(Position identification records)
━━━

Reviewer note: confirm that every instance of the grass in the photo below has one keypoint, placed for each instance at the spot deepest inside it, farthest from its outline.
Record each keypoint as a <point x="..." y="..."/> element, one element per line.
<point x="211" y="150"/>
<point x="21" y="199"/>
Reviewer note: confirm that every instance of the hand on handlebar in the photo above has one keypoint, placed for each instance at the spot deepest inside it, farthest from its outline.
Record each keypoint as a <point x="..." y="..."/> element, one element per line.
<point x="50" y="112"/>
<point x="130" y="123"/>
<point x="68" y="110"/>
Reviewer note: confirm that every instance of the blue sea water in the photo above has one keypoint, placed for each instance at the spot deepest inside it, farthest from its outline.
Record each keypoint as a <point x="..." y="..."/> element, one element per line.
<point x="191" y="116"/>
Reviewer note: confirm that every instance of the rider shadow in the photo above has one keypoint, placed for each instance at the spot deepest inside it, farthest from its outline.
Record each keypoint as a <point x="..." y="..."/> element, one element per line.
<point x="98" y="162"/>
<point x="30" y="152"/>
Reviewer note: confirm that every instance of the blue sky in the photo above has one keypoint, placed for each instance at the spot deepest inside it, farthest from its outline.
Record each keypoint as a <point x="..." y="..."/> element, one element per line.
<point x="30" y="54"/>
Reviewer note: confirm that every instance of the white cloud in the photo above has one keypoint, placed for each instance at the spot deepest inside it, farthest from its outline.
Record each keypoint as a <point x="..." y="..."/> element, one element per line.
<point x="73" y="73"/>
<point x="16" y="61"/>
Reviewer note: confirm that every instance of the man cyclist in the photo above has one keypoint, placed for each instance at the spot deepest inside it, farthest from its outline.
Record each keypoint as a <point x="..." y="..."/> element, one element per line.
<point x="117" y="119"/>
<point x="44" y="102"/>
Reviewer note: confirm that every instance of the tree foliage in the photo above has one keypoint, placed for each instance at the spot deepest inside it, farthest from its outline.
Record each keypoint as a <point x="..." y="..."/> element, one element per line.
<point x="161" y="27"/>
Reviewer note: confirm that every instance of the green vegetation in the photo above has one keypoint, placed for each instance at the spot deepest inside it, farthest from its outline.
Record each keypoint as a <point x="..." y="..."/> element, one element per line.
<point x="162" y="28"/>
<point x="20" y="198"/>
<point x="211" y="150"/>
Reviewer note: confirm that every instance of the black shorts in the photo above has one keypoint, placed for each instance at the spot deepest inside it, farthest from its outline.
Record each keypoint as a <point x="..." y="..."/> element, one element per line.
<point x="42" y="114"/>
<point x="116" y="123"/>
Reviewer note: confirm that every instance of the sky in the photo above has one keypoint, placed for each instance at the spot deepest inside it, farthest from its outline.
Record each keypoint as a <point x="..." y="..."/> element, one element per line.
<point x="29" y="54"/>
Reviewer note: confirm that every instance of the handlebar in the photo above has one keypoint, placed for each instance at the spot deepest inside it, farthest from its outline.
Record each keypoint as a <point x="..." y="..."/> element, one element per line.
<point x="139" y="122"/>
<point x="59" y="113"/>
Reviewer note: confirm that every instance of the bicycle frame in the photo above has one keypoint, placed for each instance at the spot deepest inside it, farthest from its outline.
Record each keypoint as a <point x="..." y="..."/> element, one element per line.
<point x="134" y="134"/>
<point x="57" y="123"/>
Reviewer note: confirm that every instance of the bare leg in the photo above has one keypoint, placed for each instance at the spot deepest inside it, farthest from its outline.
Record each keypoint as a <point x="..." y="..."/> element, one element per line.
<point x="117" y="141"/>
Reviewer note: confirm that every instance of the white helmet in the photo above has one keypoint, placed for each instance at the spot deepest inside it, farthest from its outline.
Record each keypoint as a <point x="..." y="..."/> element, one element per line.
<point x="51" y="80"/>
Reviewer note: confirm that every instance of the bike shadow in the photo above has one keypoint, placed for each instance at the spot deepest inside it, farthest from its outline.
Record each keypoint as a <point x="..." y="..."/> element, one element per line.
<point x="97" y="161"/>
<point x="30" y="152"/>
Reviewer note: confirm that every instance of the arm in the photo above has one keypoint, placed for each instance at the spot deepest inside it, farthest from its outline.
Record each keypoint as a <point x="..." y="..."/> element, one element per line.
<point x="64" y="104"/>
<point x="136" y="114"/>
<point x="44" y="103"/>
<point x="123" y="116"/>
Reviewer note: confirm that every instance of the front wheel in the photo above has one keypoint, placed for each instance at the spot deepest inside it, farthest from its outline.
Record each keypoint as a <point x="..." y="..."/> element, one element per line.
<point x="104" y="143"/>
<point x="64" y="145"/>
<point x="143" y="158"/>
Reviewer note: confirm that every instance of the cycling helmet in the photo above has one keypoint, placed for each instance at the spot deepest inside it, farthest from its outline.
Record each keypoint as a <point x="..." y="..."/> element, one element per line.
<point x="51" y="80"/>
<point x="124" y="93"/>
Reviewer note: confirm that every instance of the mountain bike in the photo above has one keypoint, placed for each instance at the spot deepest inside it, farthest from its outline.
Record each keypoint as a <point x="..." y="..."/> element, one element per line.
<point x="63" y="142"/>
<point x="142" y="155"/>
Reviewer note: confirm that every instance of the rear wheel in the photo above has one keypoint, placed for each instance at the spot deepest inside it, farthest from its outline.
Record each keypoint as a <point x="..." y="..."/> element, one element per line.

━━━

■ Work to do ■
Could you rewrite all of the material above as a JSON list of strings, with one string for each line and any blank lines left out?

■ Response to the task ■
[
  "Reviewer note: confirm that every instance of the grass in the photo below has one keypoint, placed for each instance at the spot deepest inside it, farthest from its outline.",
  "Record each keypoint as a <point x=\"...\" y=\"...\"/> element, one element per line.",
  "<point x=\"211\" y=\"150\"/>",
  "<point x=\"21\" y=\"199\"/>",
  "Reviewer note: confirm that every instance of the hand on handlebar in the photo above has one keypoint, placed for each instance at the spot deepest inside it, farthest from its outline.",
  "Record each keypoint as a <point x=\"...\" y=\"...\"/> element, one element per line.",
  "<point x=\"50\" y=\"112\"/>",
  "<point x=\"130\" y=\"123\"/>",
  "<point x=\"68\" y=\"110\"/>",
  "Reviewer note: confirm that every instance of the blue sea water in the photo above has one keypoint, placed for each instance at the spot deepest inside it, farthest from its outline.",
  "Record each keypoint as a <point x=\"...\" y=\"...\"/> element, one element per line.",
  "<point x=\"191\" y=\"116\"/>",
  "Reviewer note: confirm that every instance of the rider shadow in the photo above has one keypoint, placed for each instance at the spot deepest inside it, farthest from its outline.",
  "Record each keypoint as a <point x=\"...\" y=\"...\"/> element, one element per line.",
  "<point x=\"98\" y=\"162\"/>",
  "<point x=\"30\" y=\"152\"/>",
  "Reviewer note: confirm that every instance of the blue sky in the photo above has one keypoint, placed for each instance at the spot deepest inside it, farthest from its outline.",
  "Record each keypoint as a <point x=\"...\" y=\"...\"/> element, one element per line.",
  "<point x=\"30\" y=\"54\"/>",
  "Reviewer note: confirm that every instance of the white cloud in the photo above has one keypoint, placed for each instance at the spot deepest inside it, farthest from its outline.",
  "Record each keypoint as a <point x=\"...\" y=\"...\"/> element, one element per line.",
  "<point x=\"73\" y=\"73\"/>",
  "<point x=\"16\" y=\"61\"/>",
  "Reviewer note: confirm that every instance of the man cyclist in the photo above has one keypoint, placed for each instance at the spot deepest inside it, farthest from its outline.",
  "Record each keypoint as a <point x=\"...\" y=\"...\"/> element, one element per line.",
  "<point x=\"117\" y=\"119\"/>",
  "<point x=\"44\" y=\"102\"/>",
  "Reviewer note: confirm that every instance of the tree foliage in the photo above has one keypoint, placed for each instance at the spot deepest inside it, farthest from its outline.",
  "Record each keypoint as a <point x=\"...\" y=\"...\"/> element, one element per line.",
  "<point x=\"161\" y=\"27\"/>",
  "Reviewer note: confirm that every instance of the green vegetation in the photo above has one keypoint, placed for each instance at the spot deepest inside it, farthest from its outline.",
  "Record each keypoint as a <point x=\"...\" y=\"...\"/> element, one element per line.",
  "<point x=\"162\" y=\"28\"/>",
  "<point x=\"20\" y=\"198\"/>",
  "<point x=\"211\" y=\"150\"/>",
  "Reviewer note: confirm that every instance of the black shorts in the photo above has one keypoint, placed for each instance at the spot deepest inside it, farthest from its outline.",
  "Record each keypoint as a <point x=\"...\" y=\"...\"/> element, one element per line.",
  "<point x=\"42\" y=\"114\"/>",
  "<point x=\"116\" y=\"123\"/>",
  "Reviewer note: confirm that every instance of the sky in the photo above has one keypoint, placed for each instance at the spot deepest inside it, farthest from its outline.",
  "Record each keypoint as a <point x=\"...\" y=\"...\"/> element, one element per line.",
  "<point x=\"29\" y=\"54\"/>",
  "Reviewer note: confirm that every instance of the handlebar in the photo above has one keypoint, placed for each instance at the spot deepest inside it, farthest from its outline.",
  "Record each keypoint as a <point x=\"...\" y=\"...\"/> element, one element per line.",
  "<point x=\"139\" y=\"122\"/>",
  "<point x=\"59\" y=\"113\"/>",
  "Reviewer note: confirm that every instance of the bicycle frame in the photo above has one keypoint, placed for each instance at the spot deepest inside it, farthest from its outline.",
  "Record each keypoint as a <point x=\"...\" y=\"...\"/> element, one element per line.",
  "<point x=\"134\" y=\"134\"/>",
  "<point x=\"57\" y=\"123\"/>",
  "Reviewer note: confirm that every instance of the bare leg in the photo above has one keypoint, placed for each instance at the spot deepest inside it, farthest from its outline.",
  "Record each keypoint as a <point x=\"...\" y=\"...\"/> element, one element per line.",
  "<point x=\"117\" y=\"141\"/>",
  "Reviewer note: confirm that every instance of the white helmet in the photo above has one keypoint, placed for each instance at the spot deepest inside it, farthest from its outline.",
  "Record each keypoint as a <point x=\"...\" y=\"...\"/> element, one element per line.",
  "<point x=\"51\" y=\"80\"/>",
  "Reviewer note: confirm that every instance of the bike shadow in the photo above has one keypoint, placed for each instance at the spot deepest inside it, farthest from its outline.",
  "Record each keypoint as a <point x=\"...\" y=\"...\"/> element, one element per line.",
  "<point x=\"97\" y=\"161\"/>",
  "<point x=\"30\" y=\"152\"/>",
  "Reviewer note: confirm that every instance of the arm in the photo above has one keypoint, placed for each instance at the spot deepest inside it, farthest from its outline.",
  "Record each keypoint as a <point x=\"...\" y=\"...\"/> element, one element per line.",
  "<point x=\"64\" y=\"104\"/>",
  "<point x=\"136\" y=\"114\"/>",
  "<point x=\"44\" y=\"103\"/>",
  "<point x=\"123\" y=\"116\"/>",
  "Reviewer note: confirm that every instance of the front wheel in the photo above has one keypoint, placed for each instance at the spot deepest inside it, farthest from its outline.",
  "Record each keypoint as a <point x=\"...\" y=\"...\"/> element, one element per line.",
  "<point x=\"104\" y=\"143\"/>",
  "<point x=\"64\" y=\"145\"/>",
  "<point x=\"143\" y=\"158\"/>",
  "Reviewer note: confirm that every instance of the cycling helmet in the photo above has one keypoint, placed for each instance at the spot deepest inside it, farthest from its outline.",
  "Record each keypoint as a <point x=\"...\" y=\"...\"/> element, one element per line.",
  "<point x=\"51\" y=\"80\"/>",
  "<point x=\"124\" y=\"93\"/>",
  "Reviewer note: confirm that every instance of the mountain bike in the photo above has one keypoint, placed for each instance at the spot deepest inside it, farthest from its outline.",
  "Record each keypoint as a <point x=\"...\" y=\"...\"/> element, one element per line.",
  "<point x=\"63\" y=\"142\"/>",
  "<point x=\"142\" y=\"155\"/>",
  "Reviewer note: confirm that every instance of the rear wheel in the photo above has one keypoint, placed for each instance at the spot deepest inside it, farthest from its outline.",
  "Record each keypoint as a <point x=\"...\" y=\"...\"/> element, one element per line."
]